> _STATED PROBLEM_: Report each line of the listing below that contains the string "green", copying the line in full. Matching is case-sensitive.

> _ROWS_:
◇ ◇ ◇ ◇ ◇ ◇ ◇

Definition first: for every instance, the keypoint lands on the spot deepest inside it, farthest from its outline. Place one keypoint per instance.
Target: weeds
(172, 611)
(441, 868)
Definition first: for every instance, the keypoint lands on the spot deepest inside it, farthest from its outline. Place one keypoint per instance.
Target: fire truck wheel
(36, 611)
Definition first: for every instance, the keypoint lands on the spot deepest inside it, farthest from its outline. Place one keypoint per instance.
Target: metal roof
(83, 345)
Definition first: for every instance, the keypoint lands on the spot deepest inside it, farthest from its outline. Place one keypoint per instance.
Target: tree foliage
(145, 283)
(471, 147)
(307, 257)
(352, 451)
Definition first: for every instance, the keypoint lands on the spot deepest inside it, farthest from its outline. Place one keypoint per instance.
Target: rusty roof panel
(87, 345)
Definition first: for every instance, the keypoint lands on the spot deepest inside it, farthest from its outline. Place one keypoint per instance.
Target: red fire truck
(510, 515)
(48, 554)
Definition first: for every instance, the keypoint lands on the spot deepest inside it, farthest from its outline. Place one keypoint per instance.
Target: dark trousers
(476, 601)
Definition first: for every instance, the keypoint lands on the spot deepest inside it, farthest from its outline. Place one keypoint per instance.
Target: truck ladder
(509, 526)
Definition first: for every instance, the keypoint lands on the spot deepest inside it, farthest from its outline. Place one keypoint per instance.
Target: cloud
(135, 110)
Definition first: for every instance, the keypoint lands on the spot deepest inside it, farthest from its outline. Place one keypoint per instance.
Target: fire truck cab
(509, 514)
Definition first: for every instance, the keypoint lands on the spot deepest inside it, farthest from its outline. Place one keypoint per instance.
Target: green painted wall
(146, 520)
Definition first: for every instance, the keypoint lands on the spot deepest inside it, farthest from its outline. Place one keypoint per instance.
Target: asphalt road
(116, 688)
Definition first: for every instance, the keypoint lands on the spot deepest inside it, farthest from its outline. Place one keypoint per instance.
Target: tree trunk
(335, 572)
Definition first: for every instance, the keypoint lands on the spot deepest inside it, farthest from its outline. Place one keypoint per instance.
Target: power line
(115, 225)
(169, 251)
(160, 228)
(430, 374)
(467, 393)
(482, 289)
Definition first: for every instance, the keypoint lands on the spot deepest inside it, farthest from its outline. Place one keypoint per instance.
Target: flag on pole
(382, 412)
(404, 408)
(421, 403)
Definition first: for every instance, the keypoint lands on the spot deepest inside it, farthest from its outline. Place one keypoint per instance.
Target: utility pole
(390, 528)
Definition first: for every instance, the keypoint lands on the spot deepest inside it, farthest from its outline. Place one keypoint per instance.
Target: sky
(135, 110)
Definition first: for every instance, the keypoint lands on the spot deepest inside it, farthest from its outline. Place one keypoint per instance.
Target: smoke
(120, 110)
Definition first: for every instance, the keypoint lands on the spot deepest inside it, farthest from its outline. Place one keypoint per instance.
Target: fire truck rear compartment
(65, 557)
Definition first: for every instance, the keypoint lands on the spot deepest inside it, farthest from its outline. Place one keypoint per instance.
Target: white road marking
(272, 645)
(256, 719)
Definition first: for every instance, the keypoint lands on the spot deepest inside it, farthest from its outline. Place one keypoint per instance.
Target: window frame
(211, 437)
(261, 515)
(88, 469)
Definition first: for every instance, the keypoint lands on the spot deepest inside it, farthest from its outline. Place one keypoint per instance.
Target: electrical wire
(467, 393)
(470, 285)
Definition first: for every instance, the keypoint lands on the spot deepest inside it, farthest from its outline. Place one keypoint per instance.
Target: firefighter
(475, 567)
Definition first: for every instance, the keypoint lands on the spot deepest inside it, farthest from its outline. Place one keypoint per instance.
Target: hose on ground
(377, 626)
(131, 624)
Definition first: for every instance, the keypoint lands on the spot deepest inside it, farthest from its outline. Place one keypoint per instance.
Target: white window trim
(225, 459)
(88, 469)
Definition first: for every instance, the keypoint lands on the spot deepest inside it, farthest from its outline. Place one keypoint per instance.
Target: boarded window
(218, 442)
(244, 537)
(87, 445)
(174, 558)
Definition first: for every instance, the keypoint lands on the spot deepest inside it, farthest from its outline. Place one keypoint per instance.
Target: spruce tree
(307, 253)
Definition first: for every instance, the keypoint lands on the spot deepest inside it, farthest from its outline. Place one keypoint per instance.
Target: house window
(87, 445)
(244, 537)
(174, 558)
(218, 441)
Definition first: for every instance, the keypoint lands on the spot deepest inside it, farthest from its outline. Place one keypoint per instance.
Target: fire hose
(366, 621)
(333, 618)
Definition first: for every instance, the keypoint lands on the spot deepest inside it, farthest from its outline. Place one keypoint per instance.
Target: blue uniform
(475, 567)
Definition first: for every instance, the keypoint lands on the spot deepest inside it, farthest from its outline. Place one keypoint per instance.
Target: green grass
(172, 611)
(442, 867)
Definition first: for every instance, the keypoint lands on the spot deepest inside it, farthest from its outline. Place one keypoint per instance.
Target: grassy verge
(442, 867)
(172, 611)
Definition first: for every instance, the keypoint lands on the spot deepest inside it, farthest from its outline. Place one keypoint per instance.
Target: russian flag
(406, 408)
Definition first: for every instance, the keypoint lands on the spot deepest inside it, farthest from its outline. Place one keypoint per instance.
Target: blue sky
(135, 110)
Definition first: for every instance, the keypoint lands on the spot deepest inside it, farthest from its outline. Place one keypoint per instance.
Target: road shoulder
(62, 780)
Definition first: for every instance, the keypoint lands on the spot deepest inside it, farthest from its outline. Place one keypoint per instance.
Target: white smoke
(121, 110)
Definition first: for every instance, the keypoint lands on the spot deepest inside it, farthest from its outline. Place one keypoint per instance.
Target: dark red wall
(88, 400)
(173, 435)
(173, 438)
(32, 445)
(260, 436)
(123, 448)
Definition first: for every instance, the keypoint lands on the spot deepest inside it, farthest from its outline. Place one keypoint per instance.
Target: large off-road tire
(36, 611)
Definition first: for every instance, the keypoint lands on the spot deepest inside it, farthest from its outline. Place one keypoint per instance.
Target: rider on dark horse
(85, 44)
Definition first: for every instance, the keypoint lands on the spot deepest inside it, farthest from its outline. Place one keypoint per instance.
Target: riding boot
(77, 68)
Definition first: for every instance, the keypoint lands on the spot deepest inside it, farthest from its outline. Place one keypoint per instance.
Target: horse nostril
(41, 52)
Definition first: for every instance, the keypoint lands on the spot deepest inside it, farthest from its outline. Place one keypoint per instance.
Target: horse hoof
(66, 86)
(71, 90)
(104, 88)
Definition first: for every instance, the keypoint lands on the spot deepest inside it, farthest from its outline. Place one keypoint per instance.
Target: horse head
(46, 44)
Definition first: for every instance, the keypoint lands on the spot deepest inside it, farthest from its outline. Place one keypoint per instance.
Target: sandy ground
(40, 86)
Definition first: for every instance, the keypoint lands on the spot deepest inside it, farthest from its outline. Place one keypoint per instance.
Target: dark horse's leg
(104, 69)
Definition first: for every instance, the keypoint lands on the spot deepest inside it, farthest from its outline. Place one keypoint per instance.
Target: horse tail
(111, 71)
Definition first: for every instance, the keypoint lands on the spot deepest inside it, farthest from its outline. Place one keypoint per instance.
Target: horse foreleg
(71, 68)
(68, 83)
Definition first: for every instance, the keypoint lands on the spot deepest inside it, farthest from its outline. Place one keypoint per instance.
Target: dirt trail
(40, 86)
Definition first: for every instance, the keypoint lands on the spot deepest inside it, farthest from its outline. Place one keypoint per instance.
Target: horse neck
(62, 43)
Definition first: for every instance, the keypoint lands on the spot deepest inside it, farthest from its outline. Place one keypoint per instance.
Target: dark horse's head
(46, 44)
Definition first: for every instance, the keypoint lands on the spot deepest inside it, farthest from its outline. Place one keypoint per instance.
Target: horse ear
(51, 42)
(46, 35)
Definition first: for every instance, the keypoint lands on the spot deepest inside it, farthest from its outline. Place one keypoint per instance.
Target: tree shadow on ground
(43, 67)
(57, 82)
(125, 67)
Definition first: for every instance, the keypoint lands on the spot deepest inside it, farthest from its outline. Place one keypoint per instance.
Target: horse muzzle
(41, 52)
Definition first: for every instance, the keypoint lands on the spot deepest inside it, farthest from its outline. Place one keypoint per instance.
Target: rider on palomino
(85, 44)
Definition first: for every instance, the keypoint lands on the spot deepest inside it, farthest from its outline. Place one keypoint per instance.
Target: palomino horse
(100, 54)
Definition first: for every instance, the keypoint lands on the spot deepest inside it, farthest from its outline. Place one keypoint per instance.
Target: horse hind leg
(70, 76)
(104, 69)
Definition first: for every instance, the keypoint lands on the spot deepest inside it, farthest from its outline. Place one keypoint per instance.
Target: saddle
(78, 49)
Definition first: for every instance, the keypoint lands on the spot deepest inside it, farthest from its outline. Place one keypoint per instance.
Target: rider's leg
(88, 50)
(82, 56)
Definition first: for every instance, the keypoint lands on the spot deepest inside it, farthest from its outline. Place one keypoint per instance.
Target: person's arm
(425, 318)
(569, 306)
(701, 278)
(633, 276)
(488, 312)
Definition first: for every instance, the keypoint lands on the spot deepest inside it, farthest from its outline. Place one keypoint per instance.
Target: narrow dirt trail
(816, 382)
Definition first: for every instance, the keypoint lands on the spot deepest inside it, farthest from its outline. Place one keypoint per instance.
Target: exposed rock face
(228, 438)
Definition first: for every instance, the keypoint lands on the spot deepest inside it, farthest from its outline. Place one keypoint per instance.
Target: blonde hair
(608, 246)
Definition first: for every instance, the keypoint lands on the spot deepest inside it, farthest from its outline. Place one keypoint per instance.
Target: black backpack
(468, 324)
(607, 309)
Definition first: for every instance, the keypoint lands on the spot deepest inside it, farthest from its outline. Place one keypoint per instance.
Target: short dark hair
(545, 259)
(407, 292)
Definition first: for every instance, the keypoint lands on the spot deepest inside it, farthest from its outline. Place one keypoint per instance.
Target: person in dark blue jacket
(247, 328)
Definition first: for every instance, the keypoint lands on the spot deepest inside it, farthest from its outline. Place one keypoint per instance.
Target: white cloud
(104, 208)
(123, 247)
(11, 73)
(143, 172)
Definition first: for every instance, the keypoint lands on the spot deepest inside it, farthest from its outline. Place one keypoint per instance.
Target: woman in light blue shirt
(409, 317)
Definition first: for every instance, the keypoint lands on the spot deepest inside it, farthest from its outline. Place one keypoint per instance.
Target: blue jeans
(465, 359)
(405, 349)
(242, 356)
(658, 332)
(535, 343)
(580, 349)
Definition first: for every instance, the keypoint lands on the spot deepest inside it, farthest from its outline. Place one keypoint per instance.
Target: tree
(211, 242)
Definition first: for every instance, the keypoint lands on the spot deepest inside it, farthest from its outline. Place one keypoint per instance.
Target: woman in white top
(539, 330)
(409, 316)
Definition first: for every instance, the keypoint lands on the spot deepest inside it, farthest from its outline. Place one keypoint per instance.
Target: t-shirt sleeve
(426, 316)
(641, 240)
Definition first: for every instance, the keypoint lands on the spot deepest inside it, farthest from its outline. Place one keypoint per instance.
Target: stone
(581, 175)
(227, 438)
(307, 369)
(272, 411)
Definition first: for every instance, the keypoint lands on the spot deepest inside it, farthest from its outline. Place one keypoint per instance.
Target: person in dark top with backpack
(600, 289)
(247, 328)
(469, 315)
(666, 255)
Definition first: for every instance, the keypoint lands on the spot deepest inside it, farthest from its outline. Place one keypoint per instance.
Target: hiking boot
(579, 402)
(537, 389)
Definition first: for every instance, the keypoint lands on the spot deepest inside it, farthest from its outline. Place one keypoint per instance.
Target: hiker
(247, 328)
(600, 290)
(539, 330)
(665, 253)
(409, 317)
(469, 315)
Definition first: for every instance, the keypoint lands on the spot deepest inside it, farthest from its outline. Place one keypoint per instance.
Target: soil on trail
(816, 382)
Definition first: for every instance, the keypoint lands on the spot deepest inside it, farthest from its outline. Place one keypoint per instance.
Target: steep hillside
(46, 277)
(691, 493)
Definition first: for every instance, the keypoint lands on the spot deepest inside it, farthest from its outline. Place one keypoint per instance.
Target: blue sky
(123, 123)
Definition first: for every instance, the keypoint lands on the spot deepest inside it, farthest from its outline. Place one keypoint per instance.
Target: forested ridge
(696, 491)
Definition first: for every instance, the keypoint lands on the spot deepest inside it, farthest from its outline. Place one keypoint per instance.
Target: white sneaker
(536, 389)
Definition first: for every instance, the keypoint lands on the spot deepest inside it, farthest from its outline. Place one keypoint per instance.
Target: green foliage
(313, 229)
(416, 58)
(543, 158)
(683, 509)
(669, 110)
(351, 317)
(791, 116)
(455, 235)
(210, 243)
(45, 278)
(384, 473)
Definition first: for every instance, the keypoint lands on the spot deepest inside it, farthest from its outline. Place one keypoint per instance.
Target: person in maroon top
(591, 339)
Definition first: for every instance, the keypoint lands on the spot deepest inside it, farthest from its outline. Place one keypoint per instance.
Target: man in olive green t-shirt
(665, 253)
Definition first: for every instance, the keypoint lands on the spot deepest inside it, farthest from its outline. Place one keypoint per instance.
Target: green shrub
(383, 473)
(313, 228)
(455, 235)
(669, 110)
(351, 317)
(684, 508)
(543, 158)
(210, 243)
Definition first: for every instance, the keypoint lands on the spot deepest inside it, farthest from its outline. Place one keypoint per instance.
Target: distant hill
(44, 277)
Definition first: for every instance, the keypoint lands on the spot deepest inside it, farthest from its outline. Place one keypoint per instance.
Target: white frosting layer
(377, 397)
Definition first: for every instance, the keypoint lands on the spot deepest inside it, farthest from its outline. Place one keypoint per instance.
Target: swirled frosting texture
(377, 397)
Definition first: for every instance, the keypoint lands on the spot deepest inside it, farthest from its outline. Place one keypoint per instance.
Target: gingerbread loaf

◇ ◇ ◇ ◇ ◇ ◇ ◇

> _FINAL ANSWER_:
Target: green painted wall
Target: green grass
Target: green foliage
Target: man in olive green t-shirt
Target: green shrub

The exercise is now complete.